AUFGABENSTELLUNG »
1. Übersetzen Sie den Satz „Ohne Flexibilität finden Sie keinen Nachfolger.“ aus dem Interview zur Nachfolgeregelung ins Englische.
2. Greifen Sie das Interview zur Nachfolgeregelung in KMU nach seinem letzten Satz auf und schreiben Sie es weiter.

FACHBEITRAG »

________________

Seit fast zwanzig Jahren begleitet David Dahinden Firmen bei der Nachfolgeregelung. Er ist bei der Beratungsfirma BDO als Partner für den Bereich «Nachfolgeregelung» verantwortlich und verantwortet als Geschäftsführer die Tochtergesellschaft Business Broker AG.

Gibt es keine familieninterne Nachfolger, braucht es einen externen Käufer. Wie schwer fällt Inhabern dieser Schritt und sind sie in Ihren Augen darauf vorbereitet?

Aktuell werden KMU in 40 Prozent aller Übergaben von einem Familienmitglied übernommen, in 20 Prozent der Fälle tritt ein Mitarbeitender die Nachfolge an. 40 Prozent der Firmen haben aber noch immer keine Nachfolgelösung gefunden, was bedeutet: Das Geschäft muss extern verkauft werden. Und nein, darauf, ihr Lebenswerk zu verkaufen, sind nur wenige tatsächlich vorbereitet. Vor allem auch, weil häufig Lebensinhalte für die Lebensphase nach dem Verkauf der Firma fehlen. Viele Unternehmer und Unternehmerinnen haben ihr ganzes Leben, also 24 Stunden am Tag an sieben Tagen pro Woche, in das Unternehmen investiert. Nicht selten erleben wir daher bei der Begleitung von Übergaben, dass Unternehmer nicht loslassen wollen oder können. Sich also frühzeitig Gedanken über die Zeit «danach» zu machen, ist wichtig. 

Ist das aber nicht auch ein Generationen-Ding?

Auf jeden Fall. Was ich gerade ansprach, gilt für die ältere Generation. Sie haben oft das Unternehmen von ihren Eltern geerbt oder mit viel Fleiss und Schweiss selbst aufgebaut. In ihrem Leben hat das Unternehmen einen sehr hohen Stellenwert. Jüngere Generationen haben eine andere Sichtweise. Wer in einem Familienunternehmen aufgewachsen ist, hinterfragt häufig die Lebensweise der Eltern. Wenig Privatleben, immer erreichbar sein, auch an Wochenenden arbeiten … Für die nachkommenden Generationen ist das keine Option mehr. Sie gewichten Freizeit und Arbeit differenzierter und schätzen Flexibilität. 

Stichwort Flexibilität: Wie wichtig ist sie bei einem Verkauf oder bei einer Übergabe?

Sehr wichtig. Ohne Kompromissbereitschaft verkaufen Sie Ihr Unternehmen nicht. Ohne Flexibilität finden Sie keinen Nachfolger. Unternehmertum hat viel mit Persönlichkeit zu tun, kein Übernehmer lässt sich in ein starres Korsett drücken. Als Verkäufer müssen Sie offen sein, und das startet mit den Preisvorstellungen.

________________

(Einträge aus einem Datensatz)

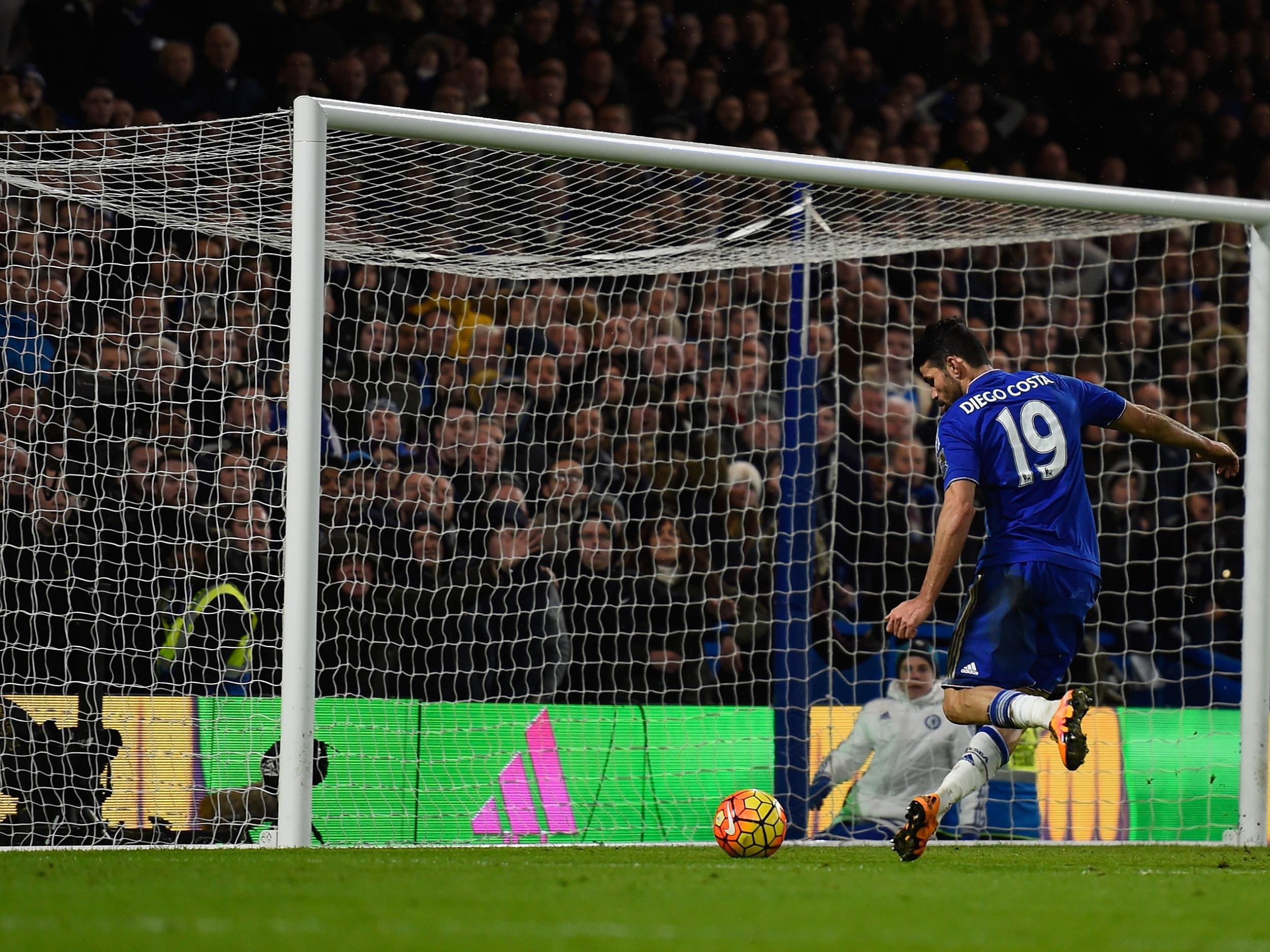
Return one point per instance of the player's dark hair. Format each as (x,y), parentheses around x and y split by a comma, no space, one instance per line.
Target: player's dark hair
(949,338)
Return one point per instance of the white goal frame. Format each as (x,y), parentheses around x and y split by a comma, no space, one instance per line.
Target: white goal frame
(315,117)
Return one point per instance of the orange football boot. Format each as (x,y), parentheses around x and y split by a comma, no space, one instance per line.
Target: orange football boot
(921,822)
(1066,727)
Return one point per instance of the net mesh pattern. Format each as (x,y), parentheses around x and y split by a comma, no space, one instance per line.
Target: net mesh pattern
(554,417)
(503,215)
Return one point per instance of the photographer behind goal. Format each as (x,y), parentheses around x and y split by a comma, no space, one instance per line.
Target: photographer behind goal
(912,745)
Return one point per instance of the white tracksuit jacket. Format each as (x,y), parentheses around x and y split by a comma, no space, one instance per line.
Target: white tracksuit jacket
(915,747)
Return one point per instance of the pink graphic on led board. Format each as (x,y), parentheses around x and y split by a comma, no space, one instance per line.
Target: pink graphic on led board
(519,801)
(545,757)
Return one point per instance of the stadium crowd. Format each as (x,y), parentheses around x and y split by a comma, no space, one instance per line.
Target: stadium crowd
(569,489)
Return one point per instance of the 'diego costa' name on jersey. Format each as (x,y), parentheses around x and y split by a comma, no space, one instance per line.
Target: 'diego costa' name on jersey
(990,397)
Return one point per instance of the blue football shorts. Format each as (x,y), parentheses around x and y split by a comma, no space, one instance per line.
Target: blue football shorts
(1022,626)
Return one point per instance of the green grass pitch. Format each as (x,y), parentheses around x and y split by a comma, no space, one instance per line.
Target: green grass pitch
(656,898)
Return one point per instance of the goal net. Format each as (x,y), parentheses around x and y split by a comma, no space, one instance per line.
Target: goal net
(621,468)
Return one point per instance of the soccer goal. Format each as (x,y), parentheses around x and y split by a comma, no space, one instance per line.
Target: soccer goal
(405,478)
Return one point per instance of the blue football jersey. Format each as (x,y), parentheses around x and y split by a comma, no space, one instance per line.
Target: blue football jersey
(1019,437)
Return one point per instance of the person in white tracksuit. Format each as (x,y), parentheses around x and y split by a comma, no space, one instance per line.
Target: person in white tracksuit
(913,747)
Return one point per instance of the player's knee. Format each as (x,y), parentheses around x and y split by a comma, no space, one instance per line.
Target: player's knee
(954,709)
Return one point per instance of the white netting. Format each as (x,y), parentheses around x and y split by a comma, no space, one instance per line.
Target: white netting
(553,431)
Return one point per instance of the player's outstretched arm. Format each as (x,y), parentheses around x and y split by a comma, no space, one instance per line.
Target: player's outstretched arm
(1151,424)
(950,535)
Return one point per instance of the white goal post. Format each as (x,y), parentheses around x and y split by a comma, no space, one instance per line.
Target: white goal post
(316,118)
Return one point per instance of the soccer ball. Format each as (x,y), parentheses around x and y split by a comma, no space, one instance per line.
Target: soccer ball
(750,824)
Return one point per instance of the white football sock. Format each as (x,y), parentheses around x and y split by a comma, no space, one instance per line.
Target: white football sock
(1012,709)
(983,758)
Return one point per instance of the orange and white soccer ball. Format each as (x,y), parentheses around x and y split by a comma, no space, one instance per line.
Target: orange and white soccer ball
(750,824)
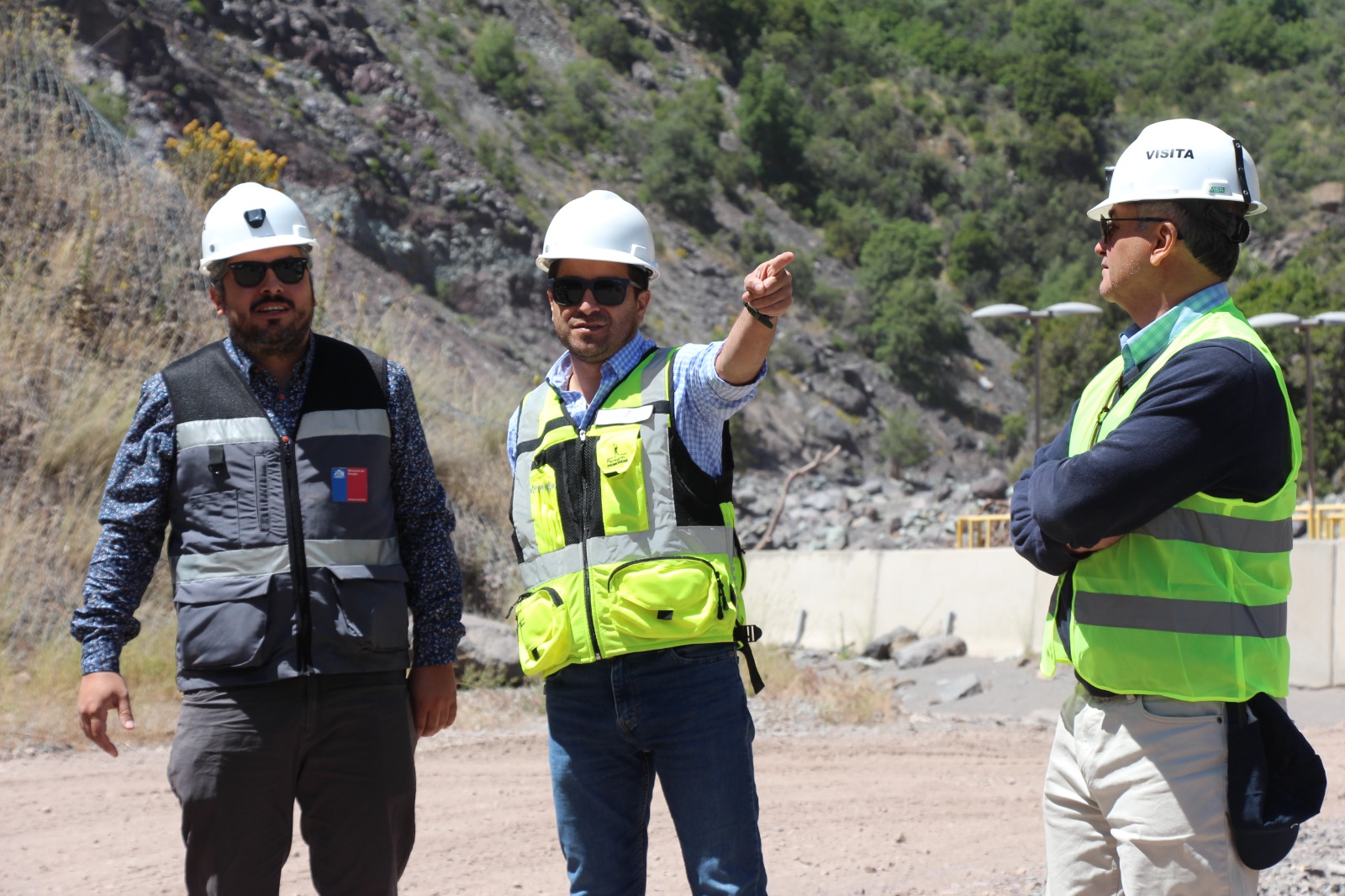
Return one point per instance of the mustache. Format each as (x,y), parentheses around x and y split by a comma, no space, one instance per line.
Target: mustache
(271,300)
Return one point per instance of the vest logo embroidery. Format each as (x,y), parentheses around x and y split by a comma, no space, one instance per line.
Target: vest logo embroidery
(350,485)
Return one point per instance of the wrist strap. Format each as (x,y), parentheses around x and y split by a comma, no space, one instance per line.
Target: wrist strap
(766,320)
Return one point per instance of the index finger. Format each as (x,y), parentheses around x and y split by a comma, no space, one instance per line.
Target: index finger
(778,264)
(96,730)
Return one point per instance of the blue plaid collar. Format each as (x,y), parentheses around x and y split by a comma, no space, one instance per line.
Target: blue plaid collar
(615,369)
(1141,343)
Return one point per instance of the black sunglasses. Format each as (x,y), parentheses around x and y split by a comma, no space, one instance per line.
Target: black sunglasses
(249,273)
(1109,226)
(569,291)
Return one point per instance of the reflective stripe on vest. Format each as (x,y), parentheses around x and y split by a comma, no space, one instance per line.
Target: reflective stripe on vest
(275,560)
(607,566)
(1192,604)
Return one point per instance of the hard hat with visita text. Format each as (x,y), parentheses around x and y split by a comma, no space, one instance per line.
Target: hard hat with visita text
(1183,159)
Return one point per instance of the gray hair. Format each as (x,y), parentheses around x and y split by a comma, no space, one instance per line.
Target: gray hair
(217,269)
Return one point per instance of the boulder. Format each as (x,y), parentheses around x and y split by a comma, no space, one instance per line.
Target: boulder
(962,687)
(488,651)
(992,486)
(883,646)
(930,650)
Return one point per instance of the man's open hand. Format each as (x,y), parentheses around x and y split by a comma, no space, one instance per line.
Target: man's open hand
(100,693)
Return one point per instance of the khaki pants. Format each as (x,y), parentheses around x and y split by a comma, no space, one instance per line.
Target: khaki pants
(1136,801)
(340,746)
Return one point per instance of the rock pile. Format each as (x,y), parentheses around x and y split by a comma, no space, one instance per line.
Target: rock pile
(878,513)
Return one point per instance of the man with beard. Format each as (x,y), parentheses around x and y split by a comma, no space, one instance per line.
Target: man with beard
(1165,508)
(623,524)
(306,522)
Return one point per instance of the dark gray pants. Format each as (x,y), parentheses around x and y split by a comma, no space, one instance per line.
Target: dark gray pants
(340,744)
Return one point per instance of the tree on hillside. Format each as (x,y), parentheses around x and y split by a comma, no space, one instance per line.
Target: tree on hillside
(679,166)
(773,120)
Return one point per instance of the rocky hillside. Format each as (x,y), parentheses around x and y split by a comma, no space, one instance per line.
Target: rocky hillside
(385,139)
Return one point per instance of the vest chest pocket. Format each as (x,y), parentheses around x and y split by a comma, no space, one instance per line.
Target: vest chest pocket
(372,606)
(222,622)
(548,526)
(622,481)
(666,598)
(210,522)
(544,631)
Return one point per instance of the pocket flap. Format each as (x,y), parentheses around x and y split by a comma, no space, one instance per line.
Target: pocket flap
(219,591)
(618,451)
(356,572)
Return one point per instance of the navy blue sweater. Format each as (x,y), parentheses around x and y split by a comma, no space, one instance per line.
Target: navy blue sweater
(1212,420)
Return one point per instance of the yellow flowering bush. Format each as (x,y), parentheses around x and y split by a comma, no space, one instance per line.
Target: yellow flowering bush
(210,161)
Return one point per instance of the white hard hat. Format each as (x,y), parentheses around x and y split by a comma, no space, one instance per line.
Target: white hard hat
(248,219)
(600,226)
(1183,159)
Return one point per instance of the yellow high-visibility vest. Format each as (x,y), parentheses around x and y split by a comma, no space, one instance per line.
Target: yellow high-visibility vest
(1192,604)
(622,548)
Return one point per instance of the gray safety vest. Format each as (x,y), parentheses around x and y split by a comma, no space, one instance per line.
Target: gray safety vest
(284,552)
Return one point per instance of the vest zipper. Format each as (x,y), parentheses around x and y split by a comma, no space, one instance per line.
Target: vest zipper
(298,561)
(588,587)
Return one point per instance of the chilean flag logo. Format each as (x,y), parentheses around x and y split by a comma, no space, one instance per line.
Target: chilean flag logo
(350,485)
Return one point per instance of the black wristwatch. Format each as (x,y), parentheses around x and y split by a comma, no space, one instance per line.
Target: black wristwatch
(766,320)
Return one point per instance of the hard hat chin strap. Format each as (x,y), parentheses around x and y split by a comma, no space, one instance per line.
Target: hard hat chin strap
(1242,172)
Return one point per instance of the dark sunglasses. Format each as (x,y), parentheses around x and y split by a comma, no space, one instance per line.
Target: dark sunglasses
(249,273)
(569,291)
(1109,226)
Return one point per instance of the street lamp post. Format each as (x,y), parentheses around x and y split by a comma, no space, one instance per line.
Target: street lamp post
(1059,309)
(1305,326)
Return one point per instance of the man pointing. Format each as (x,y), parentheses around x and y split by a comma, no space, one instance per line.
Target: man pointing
(623,524)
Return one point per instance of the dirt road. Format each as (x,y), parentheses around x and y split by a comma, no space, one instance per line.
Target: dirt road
(925,804)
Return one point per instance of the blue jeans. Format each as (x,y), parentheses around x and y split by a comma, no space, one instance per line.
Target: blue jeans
(683,714)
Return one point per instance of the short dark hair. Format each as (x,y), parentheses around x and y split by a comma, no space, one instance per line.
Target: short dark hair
(638,275)
(1210,228)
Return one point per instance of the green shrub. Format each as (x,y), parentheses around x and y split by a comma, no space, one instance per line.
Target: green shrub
(773,121)
(915,334)
(495,64)
(681,163)
(900,249)
(903,443)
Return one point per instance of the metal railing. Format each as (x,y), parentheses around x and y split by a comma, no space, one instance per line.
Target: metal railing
(982,530)
(1324,521)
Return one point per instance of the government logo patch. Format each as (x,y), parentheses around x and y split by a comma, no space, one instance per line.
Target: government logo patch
(350,485)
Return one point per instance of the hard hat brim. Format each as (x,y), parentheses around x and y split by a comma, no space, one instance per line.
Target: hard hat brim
(255,245)
(589,253)
(1103,208)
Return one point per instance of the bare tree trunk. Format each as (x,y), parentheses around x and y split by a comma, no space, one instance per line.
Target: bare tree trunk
(818,459)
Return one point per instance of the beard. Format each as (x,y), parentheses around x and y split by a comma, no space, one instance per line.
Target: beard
(596,349)
(273,340)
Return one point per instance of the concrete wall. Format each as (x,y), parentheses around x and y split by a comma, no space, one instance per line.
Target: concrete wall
(1000,600)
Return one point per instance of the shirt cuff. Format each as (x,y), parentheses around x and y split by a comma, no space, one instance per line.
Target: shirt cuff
(436,647)
(101,653)
(731,393)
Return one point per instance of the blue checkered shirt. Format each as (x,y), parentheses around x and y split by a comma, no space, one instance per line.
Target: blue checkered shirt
(134,514)
(701,400)
(1141,343)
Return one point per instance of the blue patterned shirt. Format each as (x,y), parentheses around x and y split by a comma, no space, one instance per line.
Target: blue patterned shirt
(134,514)
(1141,343)
(701,400)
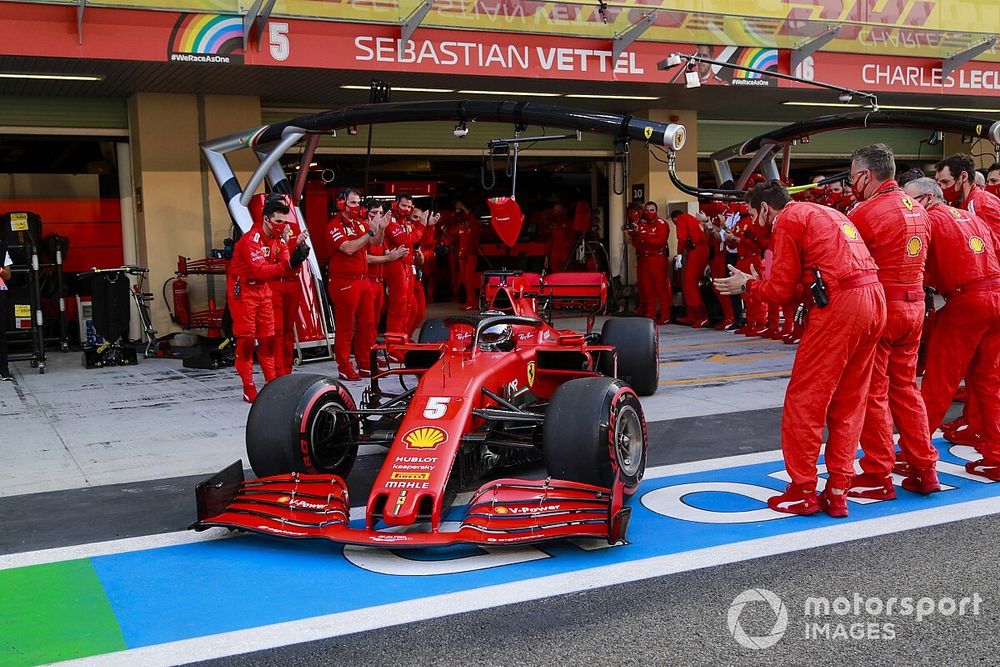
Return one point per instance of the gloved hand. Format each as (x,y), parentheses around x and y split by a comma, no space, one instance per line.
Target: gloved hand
(298,256)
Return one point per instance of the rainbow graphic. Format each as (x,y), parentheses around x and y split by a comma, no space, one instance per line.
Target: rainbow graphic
(214,38)
(763,59)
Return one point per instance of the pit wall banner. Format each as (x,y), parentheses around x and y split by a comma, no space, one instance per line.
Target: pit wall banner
(910,75)
(879,27)
(216,39)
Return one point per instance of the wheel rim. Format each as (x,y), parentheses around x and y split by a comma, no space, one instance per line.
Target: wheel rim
(628,441)
(331,436)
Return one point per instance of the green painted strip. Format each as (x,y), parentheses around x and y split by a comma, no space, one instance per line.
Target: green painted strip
(55,612)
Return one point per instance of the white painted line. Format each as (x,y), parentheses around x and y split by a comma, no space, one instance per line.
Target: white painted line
(371,618)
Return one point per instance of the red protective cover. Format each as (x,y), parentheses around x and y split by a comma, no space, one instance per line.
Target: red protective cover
(506,218)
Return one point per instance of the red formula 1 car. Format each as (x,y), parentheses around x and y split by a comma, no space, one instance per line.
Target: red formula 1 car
(477,393)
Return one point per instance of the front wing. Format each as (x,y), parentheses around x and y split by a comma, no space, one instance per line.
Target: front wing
(503,511)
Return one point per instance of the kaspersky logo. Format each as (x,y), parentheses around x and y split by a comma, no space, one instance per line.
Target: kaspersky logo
(425,437)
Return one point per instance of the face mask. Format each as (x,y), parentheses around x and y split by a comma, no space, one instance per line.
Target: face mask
(857,188)
(953,193)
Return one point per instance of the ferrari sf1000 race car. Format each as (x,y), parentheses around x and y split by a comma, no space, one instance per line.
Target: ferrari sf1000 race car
(476,394)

________________

LÖSUNGEN »
1. Without flexibility, you won't find a successor.

2.
Ist es daher ratsam, dass der Inhaber den Preis für sein Unternehmen nicht selbst verhandelt?

Diese Frage ist ein wichtiger Teil unseres Berufsalltags und immer ein Grund für Diskussionen. Die Crux ist: Hat ein Inhaber persönlich gegenüber dem Käufer Preisvorstellungen kommuniziert, ist das Verhandeln schwierig. Der Inhaber ist die letzte Instanz und sein Wort gilt. Sprechen wir als Verkaufspartner über einen Preis mit potenziellen Käufern, kann der Inhaber jederzeit intervenieren. Zudem sind wir emotionslos im Sinne der fachlichen Kompetenz. Sprechen wir über Preisvorstellungen, basieren diese auf Marktanalysen und Erfahrung; definiert ein Inhaber den Preis, ist da sehr viel Emotion im Spiel. 

Was wären demnach die besten Schritte, wenn es um einen Verkauf geht?

Offenheit und Kompromissbereitschaft sind die Grundlagen. Und da spielt es keine Rolle, ob es sich um eine Übergabe an ein Familienmitglied, an einen Mitarbeitenden oder um einen externen Verkauf handelt. Die erste Frage lautet immer: Ist das Unternehmen überhaupt übertragungsfähig? Und das nicht nur mit Blick auf den betrieblichen Erfolg. Es geht auch um das Firmenkonstrukt an sich. Nicht selten gehören nichtbetriebsnotwendige Assets, zum Beispiel Immobilien oder andere Sachwerte, zum Unternehmensvermögen. Oft sollen diese aber nicht mit veräussert werden, was bedeutet, diese erst einmal steueroptimiert auszugliedern. Das wiederum geht nur unter Einbezug bestimmter Fristen und braucht eine gute Planung.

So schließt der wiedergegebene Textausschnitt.